PROBLEM STATEMENT
Would you quote the material below in full and unchanged?

** START TASK INPUT **

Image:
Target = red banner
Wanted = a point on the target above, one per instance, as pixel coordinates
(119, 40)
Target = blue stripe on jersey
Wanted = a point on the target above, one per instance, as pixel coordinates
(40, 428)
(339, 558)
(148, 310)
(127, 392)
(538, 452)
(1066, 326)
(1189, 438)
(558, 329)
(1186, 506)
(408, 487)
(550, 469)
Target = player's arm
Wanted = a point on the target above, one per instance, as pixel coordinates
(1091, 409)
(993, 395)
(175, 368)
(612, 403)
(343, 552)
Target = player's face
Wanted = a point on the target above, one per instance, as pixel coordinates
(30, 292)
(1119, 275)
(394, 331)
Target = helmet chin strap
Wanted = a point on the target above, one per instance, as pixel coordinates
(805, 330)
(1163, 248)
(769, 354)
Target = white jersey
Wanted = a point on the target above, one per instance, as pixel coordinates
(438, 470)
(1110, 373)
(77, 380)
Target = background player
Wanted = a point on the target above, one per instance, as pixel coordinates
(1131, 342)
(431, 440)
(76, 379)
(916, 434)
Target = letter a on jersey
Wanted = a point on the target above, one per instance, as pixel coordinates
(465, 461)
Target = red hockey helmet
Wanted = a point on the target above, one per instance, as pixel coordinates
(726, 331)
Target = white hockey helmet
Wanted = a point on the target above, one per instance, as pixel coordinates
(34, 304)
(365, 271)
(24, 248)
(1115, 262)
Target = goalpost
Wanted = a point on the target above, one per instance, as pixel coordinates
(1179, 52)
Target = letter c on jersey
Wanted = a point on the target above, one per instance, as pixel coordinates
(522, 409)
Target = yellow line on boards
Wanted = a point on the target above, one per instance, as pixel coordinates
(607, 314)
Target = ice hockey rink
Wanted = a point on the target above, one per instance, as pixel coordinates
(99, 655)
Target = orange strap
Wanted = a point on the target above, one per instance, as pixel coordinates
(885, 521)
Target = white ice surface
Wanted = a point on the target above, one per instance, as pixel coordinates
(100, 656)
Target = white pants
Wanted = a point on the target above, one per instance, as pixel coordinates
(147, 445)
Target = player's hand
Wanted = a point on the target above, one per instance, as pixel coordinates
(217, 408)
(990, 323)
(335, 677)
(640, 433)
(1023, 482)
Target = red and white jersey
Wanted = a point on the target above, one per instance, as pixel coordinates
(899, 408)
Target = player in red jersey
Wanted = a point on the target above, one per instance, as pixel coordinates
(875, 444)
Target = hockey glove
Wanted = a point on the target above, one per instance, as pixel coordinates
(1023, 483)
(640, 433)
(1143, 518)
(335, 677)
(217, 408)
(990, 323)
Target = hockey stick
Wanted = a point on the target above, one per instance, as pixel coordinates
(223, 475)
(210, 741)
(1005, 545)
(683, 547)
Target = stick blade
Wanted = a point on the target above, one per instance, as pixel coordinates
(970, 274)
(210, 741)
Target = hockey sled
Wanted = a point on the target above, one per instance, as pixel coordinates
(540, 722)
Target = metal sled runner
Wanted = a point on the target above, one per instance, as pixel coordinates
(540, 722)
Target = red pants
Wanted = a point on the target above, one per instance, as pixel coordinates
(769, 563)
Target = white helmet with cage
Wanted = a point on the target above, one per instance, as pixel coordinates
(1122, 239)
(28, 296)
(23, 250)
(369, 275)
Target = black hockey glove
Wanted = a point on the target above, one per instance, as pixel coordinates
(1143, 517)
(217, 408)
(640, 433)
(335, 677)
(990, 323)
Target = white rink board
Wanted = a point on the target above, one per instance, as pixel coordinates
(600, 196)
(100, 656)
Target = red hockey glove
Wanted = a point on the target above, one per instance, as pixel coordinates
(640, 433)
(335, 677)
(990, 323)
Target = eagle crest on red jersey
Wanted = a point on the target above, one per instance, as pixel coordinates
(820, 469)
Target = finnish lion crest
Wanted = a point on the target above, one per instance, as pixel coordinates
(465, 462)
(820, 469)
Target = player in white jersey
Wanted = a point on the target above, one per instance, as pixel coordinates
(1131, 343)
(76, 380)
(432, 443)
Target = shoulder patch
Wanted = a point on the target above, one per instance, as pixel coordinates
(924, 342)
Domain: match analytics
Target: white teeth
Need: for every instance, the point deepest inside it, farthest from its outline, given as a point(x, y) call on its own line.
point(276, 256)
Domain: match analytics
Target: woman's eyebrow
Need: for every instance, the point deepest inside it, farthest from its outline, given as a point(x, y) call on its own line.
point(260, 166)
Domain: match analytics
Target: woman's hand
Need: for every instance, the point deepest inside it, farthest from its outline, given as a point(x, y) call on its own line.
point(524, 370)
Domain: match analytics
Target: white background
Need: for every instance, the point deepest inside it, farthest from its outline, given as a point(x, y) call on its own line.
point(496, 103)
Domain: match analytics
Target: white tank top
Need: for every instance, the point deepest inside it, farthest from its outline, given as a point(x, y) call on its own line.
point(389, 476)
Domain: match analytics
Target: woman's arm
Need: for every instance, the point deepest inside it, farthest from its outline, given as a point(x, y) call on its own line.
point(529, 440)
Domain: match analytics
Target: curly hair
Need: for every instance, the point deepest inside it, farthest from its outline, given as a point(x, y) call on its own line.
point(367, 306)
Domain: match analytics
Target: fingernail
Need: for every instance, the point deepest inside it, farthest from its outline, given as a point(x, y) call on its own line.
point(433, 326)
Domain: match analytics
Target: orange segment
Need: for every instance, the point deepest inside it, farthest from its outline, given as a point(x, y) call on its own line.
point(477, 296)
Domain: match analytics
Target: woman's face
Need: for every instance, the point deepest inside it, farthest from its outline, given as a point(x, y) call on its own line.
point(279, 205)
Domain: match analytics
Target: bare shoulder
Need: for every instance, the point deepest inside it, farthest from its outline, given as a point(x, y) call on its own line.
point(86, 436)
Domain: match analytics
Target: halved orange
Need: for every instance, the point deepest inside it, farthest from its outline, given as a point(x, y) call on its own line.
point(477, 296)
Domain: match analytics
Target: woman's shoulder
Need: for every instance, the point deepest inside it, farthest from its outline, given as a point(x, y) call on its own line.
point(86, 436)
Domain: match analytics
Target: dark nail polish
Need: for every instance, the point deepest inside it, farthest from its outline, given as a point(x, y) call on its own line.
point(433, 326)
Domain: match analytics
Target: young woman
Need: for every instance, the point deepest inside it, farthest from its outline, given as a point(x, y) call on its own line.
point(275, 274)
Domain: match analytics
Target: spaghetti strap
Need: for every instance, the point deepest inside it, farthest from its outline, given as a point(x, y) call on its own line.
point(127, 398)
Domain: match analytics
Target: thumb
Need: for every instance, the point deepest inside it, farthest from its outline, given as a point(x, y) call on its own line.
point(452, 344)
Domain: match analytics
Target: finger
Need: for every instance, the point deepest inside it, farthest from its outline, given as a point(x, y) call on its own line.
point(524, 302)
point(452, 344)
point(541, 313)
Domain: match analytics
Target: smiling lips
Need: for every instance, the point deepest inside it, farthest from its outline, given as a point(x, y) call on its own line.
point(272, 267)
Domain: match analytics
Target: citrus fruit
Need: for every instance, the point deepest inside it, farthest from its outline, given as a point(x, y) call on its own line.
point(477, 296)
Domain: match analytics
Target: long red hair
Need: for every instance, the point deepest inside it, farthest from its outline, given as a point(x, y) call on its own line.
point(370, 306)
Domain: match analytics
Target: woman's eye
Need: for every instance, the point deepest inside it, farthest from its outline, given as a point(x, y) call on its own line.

** END TASK INPUT **

FINISHED EXERCISE
Image:
Target = red banner
Wanted = a point on the target above, one per instance, as pixel coordinates
(119, 40)
Target = blue stripe on jersey
Wanted = a point on the target above, one per instance, as pixel coordinates
(40, 428)
(339, 558)
(148, 310)
(127, 392)
(538, 452)
(1066, 326)
(1189, 438)
(558, 329)
(1186, 506)
(408, 487)
(550, 469)
Target = player's arm
Wanted = a point on the target above, one per instance, as pixel coordinates
(1091, 409)
(993, 395)
(175, 368)
(612, 403)
(343, 552)
Target = player's face
Wanted = a point on the target above, one per instance, as pixel coordinates
(30, 292)
(1119, 275)
(394, 331)
Target = helmet chin strap
Wanted = a point on the target above, one per instance, as pixel coordinates
(805, 330)
(1163, 248)
(769, 354)
Target = white jersey
Wanted = a point on the target above, one per instance, as pixel coordinates
(438, 470)
(1110, 373)
(77, 380)
Target = background player
Wanted = a point on the target above, one per instance, as pixel coordinates
(1131, 342)
(431, 440)
(76, 379)
(916, 434)
Target = letter a on jersey
Wanted = a point on the target above, one per instance, as pixel coordinates
(465, 461)
Target = red hockey helmet
Wanted = a point on the target above, one per instance, as pixel coordinates
(726, 331)
Target = white hockey helmet
Wanted = a point on the target above, one per instance, as pixel coordinates
(34, 304)
(365, 271)
(24, 248)
(1115, 262)
Target = goalpost
Wanted = a point on the target above, one per instance, as pixel coordinates
(1179, 52)
Target = letter c on jersey
Wanted = a point on the target above, one per instance, as pixel coordinates
(522, 409)
Target = yellow line on boards
Wanted = a point on the target above, one per instance, as pixel coordinates
(607, 314)
Target = ice hockey rink
Wanted = a point on the target above, one per instance, as pixel coordinates
(99, 655)
Target = orange strap
Wanted = a point on the target above, one per instance, as pixel coordinates
(885, 521)
Target = white ice surface
Wanted = a point on the target above, one per instance, as pixel coordinates
(100, 656)
Target = white pants
Wanted = a point on the target above, one per instance, as pixel coordinates
(147, 445)
Target = player's hand
Wanted = a point on the target above, one per instance, as pixel coordinates
(217, 408)
(990, 323)
(335, 677)
(640, 433)
(1023, 482)
Target = red and white jersey
Wanted = a point on the target above, one per instance, as pixel coordinates
(899, 408)
Target = player in red jersey
Wanted = a point on the target above, one per instance, as pixel coordinates
(875, 444)
Target = hockey glove
Wanted = a point on the target above, one per instance, as pixel coordinates
(1023, 483)
(640, 433)
(1143, 518)
(335, 677)
(217, 408)
(990, 323)
Target = hockey stick
Wanted = a point on the target above, one per instance, as pixel coordinates
(223, 475)
(210, 741)
(1005, 545)
(683, 547)
Target = stick blade
Wanted = a point on the target above, one per instance, as pixel coordinates
(970, 274)
(210, 741)
Target = hockey sled
Wanted = a point on the target above, one per instance, as pixel coordinates
(540, 722)
Target = metal sled runner
Wanted = a point on the target above, one per instance, as pixel coordinates
(540, 722)
Target = red pants
Wanted = a point on the target above, one per instance, as pixel coordinates
(769, 563)
Target = white helmet with cage
Wanted = a point on the target above, one per instance, as pixel coordinates
(1122, 239)
(28, 296)
(23, 250)
(369, 275)
Target = black hockey glove
Wanted = a point on the target above, one per instance, as pixel coordinates
(1143, 517)
(217, 408)
(640, 433)
(335, 677)
(990, 323)
Target = white rink board
Wanted = a point on the target above, one per instance, as pixel coordinates
(600, 196)
(100, 656)
Target = red hockey glove
Wanted = a point on the target above, one per instance, as pixel coordinates
(640, 433)
(335, 677)
(990, 323)
Target = eagle crest on red jersey
Wanted = a point on the target above, one per instance, as pixel coordinates
(820, 469)
Target = finnish lion crest
Wanted = a point on the target above, one per instance, as pixel coordinates
(465, 462)
(820, 469)
Target = player in white jersey
Wanted = a point on the target above, one per instance, as pixel coordinates
(1131, 343)
(76, 380)
(432, 443)
Target = shoulder patch
Wanted = a point on the target above, one per instance, as pixel coordinates
(924, 342)
Domain: match analytics
Target: white teeth
Need: for every instance, the point deepest inside it, farthest from its outline, given as a point(x, y) call on its own line.
point(276, 256)
Domain: match analytics
Target: woman's eyebrow
Need: for every instance, the point deepest inside it, farthest from its outline, given as a point(x, y) call on its own line.
point(260, 166)
Domain: match analytics
Target: woman's hand
Need: for every instance, the point deepest inside it, farthest from its outline, given as a point(x, y) call on its own line.
point(524, 370)
Domain: match analytics
Target: white background
Need: for every instance, the point deepest inside it, farthest from its outline, given as a point(x, y) call on its own line.
point(496, 103)
Domain: match analytics
Target: white tank top
Need: for every instance, the point deepest inside it, farthest from its outline, given as a point(x, y) call on its own line.
point(389, 476)
Domain: match analytics
Target: woman's arm
Need: for every instance, the point deepest inside it, farthest from its outline, given as a point(x, y) call on its own line.
point(529, 440)
Domain: match analytics
Target: curly hair
Need: for every instance, the point deepest inside it, farthest from its outline, given as a point(x, y) call on its own line.
point(367, 306)
Domain: match analytics
Target: fingernail
Need: for every instance, the point deepest inside it, farthest from its outline, given as a point(x, y) call on its own line.
point(433, 326)
Domain: match analytics
Target: orange segment
Need: for every instance, the point deepest inside it, farthest from its outline, given as a point(x, y) call on its own line.
point(477, 296)
Domain: match analytics
Target: woman's face
Need: for every instance, the point deepest inside it, farthest from its outline, given as a point(x, y) call on its own line.
point(279, 205)
Domain: match analytics
Target: bare shoulder
Need: for every instance, the point deepest inside it, farthest from its outline, given as a point(x, y) call on its own line.
point(86, 436)
Domain: match analytics
Target: halved orange
Need: for every instance, the point deepest inside it, farthest from its outline, given as a point(x, y) call on its own line.
point(477, 296)
Domain: match analytics
Target: woman's shoulder
Need: for every instance, the point deepest inside it, farthest from its outline, given as a point(x, y) call on its own line.
point(86, 436)
Domain: match analytics
Target: dark nail polish
Need: for every instance, the point deepest inside it, farthest from its outline, given as a point(x, y) call on its own line.
point(433, 326)
Domain: match analytics
Target: young woman
Need: for every instance, the point deepest inside it, farthest from its outline, given as a point(x, y) call on its own line.
point(275, 274)
Domain: match analytics
Target: spaghetti strap
Need: for every instance, the point deepest inside it, farthest from its outline, given as a point(x, y) call on its own line.
point(127, 398)
Domain: match analytics
Target: thumb
Need: for every instance, the point deepest inside it, farthest from its outline, given as a point(x, y) call on its own line.
point(452, 344)
Domain: match analytics
Target: finger
Need: for every instance, the point deepest inside it, farthest from its outline, given as a point(x, y) call on its own line.
point(524, 302)
point(452, 344)
point(541, 313)
Domain: match analytics
Target: smiling lips
Need: for every instance, the point deepest inside it, farthest from its outline, given as a point(x, y) call on its own line.
point(272, 267)
Domain: match analytics
Target: citrus fruit
Need: for every instance, the point deepest inside it, farthest from its outline, given as a point(x, y) call on its own line.
point(477, 296)
Domain: match analytics
Target: long red hair
Need: for every instance, the point deepest inside it, farthest from its outline, given as a point(x, y) call on its own line.
point(370, 306)
Domain: match analytics
Target: woman's eye
Need: for every instance, the point deepest inside it, farthest from its outline, given as a point(x, y) call on its own line.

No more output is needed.